# Problem to solve:
Add 93 to every coordinate in the outline answers, and rewrite the listing from its start through the line containing "[[[72,37],[75,37],[76,36],[76,34],[72,34]]]", both ends included, keeping every other line as it is. Leave the pictures out of your answer.

Segmentation dataset excerpts
____
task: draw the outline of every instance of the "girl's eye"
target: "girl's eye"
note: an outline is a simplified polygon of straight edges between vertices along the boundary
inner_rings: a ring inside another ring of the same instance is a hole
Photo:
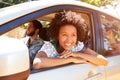
[[[72,37],[75,37],[76,36],[76,34],[72,34]]]

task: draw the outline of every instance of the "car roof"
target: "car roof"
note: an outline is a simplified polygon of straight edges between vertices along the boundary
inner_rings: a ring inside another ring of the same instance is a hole
[[[34,6],[32,6],[34,5]],[[41,0],[41,1],[30,1],[30,2],[25,2],[17,5],[13,5],[10,7],[2,8],[0,9],[0,24],[4,24],[10,20],[13,20],[15,18],[24,16],[26,14],[32,13],[34,11],[51,7],[51,6],[56,6],[56,5],[76,5],[76,6],[82,6],[85,8],[90,8],[93,10],[100,11],[102,13],[106,13],[108,15],[111,15],[115,17],[114,15],[110,14],[109,12],[103,12],[100,8],[80,2],[80,1],[75,1],[75,0]],[[116,17],[117,18],[117,17]]]

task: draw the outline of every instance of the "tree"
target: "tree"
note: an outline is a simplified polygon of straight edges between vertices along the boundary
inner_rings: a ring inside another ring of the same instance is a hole
[[[114,0],[81,0],[81,1],[100,7],[105,6],[107,4],[112,5]]]

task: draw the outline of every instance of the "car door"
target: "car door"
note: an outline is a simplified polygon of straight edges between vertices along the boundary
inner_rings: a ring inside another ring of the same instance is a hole
[[[96,20],[96,12],[91,9],[86,9],[80,6],[73,5],[56,5],[47,9],[39,10],[40,13],[44,10],[45,14],[39,16],[38,19],[49,22],[50,19],[58,11],[71,10],[80,14],[88,24],[89,39],[85,41],[85,44],[91,49],[98,52],[100,47],[98,22]],[[57,74],[57,75],[56,75]],[[47,78],[46,78],[47,77]],[[78,64],[78,65],[66,65],[61,67],[50,68],[48,70],[38,71],[37,73],[30,74],[28,80],[105,80],[105,68],[104,66],[95,66],[91,64]]]
[[[120,20],[110,15],[99,13],[102,49],[108,59],[106,80],[120,79]]]

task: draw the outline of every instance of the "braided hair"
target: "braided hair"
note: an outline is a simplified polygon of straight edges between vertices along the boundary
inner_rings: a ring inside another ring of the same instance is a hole
[[[64,25],[73,25],[77,30],[77,41],[85,41],[88,31],[85,20],[81,15],[72,11],[63,11],[55,14],[48,29],[48,35],[52,40],[58,43],[59,30]]]

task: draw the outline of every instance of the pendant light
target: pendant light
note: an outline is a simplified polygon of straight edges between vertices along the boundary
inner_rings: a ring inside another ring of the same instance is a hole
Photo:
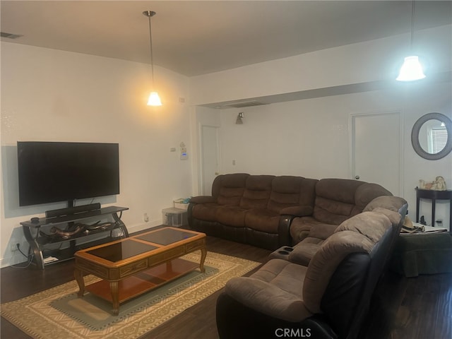
[[[415,1],[411,5],[411,43],[410,49],[412,52],[412,41],[415,34]],[[398,76],[396,80],[398,81],[414,81],[425,78],[425,74],[422,71],[422,66],[419,62],[419,57],[417,55],[411,55],[405,58],[403,64],[400,67]]]
[[[160,97],[158,96],[158,93],[154,90],[154,62],[153,60],[153,35],[150,30],[150,18],[156,14],[153,11],[145,11],[143,12],[143,15],[147,16],[149,19],[149,42],[150,46],[150,71],[152,78],[152,91],[149,95],[149,99],[148,100],[148,106],[162,106],[162,102]]]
____
# Task solution:
task: draw the outline of every instance of the "girl's eye"
target: "girl's eye"
note: an outline is a simplified polygon of straight edges between vertices along the boundary
inner_rings: a ring inside another ring of the same instance is a hole
Photo:
[[[165,130],[168,130],[169,129],[169,127],[165,127]]]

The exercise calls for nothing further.